(What is required)
Work out how many lines of the data contain "positive" and reply with that number alone.

(Material for this exercise)

=== Section Start ===

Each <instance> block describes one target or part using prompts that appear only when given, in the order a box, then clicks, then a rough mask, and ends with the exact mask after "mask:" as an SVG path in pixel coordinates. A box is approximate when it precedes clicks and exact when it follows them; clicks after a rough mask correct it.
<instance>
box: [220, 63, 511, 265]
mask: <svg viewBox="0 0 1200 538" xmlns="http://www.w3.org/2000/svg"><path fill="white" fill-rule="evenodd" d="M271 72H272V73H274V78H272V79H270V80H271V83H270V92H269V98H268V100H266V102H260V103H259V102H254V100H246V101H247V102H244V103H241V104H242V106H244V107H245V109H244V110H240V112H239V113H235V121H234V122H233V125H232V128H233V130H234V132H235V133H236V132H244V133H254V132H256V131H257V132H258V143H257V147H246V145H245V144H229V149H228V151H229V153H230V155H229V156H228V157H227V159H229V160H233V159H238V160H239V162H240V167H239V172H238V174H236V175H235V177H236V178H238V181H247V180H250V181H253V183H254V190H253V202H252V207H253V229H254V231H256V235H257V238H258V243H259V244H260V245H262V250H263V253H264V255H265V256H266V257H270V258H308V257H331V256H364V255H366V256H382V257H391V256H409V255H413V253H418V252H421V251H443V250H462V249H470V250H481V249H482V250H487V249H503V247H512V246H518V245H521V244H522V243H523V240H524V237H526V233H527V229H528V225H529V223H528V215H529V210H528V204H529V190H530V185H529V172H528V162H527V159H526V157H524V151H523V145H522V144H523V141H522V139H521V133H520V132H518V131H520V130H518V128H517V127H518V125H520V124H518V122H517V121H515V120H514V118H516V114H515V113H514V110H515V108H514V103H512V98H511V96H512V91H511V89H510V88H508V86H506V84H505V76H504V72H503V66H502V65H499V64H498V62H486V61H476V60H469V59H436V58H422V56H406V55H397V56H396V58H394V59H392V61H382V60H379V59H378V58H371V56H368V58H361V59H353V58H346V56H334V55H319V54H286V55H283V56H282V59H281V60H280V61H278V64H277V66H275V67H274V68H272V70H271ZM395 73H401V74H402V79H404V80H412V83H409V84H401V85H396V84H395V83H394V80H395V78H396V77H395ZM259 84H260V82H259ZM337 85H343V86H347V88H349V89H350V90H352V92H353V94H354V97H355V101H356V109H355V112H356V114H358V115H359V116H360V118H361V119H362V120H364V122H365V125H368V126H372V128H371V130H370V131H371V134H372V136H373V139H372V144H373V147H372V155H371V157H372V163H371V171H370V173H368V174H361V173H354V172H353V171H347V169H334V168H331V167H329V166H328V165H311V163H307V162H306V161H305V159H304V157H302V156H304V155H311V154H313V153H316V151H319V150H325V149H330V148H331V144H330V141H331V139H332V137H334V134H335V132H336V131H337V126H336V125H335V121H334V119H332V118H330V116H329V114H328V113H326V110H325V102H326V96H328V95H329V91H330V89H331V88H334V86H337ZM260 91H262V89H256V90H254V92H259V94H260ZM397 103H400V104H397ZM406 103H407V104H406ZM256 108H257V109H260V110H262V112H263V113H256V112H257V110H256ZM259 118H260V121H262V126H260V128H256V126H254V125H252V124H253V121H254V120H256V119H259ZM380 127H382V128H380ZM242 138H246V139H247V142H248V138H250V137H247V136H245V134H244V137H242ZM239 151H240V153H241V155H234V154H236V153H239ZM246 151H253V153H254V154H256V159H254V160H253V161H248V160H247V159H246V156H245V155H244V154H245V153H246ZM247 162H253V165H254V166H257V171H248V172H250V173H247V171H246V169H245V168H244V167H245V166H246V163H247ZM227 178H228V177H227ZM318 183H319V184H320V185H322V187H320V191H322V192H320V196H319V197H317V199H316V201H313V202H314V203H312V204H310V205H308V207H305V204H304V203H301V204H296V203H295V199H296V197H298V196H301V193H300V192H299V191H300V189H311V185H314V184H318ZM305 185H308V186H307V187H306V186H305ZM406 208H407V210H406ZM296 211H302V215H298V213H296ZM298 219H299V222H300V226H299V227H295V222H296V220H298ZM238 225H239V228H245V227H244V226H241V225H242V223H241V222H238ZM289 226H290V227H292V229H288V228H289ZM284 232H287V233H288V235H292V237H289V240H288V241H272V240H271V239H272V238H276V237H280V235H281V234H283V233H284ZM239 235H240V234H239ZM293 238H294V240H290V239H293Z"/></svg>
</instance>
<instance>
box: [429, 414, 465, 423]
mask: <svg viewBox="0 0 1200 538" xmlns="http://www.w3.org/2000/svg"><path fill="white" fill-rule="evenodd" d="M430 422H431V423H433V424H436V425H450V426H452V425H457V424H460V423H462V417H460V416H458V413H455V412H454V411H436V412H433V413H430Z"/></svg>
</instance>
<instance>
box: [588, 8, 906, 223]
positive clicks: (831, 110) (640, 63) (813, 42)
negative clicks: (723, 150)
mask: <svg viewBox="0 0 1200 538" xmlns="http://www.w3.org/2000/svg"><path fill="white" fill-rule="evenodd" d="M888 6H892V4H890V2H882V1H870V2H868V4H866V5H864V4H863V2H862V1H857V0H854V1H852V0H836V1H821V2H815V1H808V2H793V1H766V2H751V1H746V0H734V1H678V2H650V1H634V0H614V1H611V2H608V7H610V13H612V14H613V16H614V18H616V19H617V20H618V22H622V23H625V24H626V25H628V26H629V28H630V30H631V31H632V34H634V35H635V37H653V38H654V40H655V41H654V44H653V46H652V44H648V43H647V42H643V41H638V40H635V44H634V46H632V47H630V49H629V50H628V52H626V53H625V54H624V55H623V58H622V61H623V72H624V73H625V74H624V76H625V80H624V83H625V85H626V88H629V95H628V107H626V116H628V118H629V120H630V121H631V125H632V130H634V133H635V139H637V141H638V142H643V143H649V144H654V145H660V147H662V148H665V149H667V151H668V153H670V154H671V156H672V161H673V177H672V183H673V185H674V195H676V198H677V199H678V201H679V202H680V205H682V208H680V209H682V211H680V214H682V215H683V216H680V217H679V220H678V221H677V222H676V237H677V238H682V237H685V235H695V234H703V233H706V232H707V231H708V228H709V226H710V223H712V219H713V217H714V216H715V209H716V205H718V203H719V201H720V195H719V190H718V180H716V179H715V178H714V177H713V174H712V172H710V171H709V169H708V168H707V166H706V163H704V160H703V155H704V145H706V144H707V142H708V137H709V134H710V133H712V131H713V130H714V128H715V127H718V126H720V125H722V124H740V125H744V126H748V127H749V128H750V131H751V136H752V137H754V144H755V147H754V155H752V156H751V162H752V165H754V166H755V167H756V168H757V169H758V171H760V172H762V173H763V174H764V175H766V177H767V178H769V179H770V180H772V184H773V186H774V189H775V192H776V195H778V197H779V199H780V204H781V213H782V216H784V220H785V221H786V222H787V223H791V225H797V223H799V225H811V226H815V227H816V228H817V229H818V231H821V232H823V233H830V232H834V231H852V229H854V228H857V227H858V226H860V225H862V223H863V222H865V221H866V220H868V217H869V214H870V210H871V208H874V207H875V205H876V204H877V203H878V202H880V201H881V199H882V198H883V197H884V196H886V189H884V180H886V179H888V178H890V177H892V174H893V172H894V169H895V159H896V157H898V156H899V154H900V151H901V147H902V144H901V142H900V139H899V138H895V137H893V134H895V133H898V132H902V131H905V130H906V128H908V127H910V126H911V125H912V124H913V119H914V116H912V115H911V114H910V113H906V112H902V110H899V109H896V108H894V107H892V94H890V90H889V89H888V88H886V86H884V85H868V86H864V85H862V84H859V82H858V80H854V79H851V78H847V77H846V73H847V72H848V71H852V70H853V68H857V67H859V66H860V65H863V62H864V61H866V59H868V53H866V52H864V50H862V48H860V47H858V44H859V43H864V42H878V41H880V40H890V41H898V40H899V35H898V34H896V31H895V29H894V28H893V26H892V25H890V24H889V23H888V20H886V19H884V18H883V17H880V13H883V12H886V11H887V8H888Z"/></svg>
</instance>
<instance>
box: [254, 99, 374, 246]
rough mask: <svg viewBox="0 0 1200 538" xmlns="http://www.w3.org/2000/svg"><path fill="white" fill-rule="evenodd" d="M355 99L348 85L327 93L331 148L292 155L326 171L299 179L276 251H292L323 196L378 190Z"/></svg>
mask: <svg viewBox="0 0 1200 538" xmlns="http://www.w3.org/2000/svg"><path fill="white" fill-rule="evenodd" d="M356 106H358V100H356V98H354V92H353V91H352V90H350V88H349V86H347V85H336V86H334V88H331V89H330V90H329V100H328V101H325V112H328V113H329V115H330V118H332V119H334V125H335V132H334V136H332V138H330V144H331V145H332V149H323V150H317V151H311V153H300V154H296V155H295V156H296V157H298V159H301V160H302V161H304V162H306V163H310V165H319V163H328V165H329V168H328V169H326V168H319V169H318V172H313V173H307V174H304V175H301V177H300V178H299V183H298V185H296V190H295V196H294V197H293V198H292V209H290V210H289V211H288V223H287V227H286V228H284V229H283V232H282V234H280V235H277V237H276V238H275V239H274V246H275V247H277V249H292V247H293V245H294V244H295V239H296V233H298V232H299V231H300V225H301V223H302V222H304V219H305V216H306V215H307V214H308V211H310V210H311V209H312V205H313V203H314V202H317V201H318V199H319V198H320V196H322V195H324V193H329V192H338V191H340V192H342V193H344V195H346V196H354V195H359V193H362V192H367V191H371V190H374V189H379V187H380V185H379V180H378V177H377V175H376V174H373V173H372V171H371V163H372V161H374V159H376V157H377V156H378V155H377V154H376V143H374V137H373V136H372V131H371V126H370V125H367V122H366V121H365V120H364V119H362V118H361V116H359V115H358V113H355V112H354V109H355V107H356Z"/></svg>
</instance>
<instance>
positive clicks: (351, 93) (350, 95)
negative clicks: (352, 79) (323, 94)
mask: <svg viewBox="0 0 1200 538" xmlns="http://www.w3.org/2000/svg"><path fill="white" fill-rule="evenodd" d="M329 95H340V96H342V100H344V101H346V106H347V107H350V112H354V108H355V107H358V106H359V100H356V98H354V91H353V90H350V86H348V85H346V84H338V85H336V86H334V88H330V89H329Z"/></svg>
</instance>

=== Section End ===

(Task answer)
2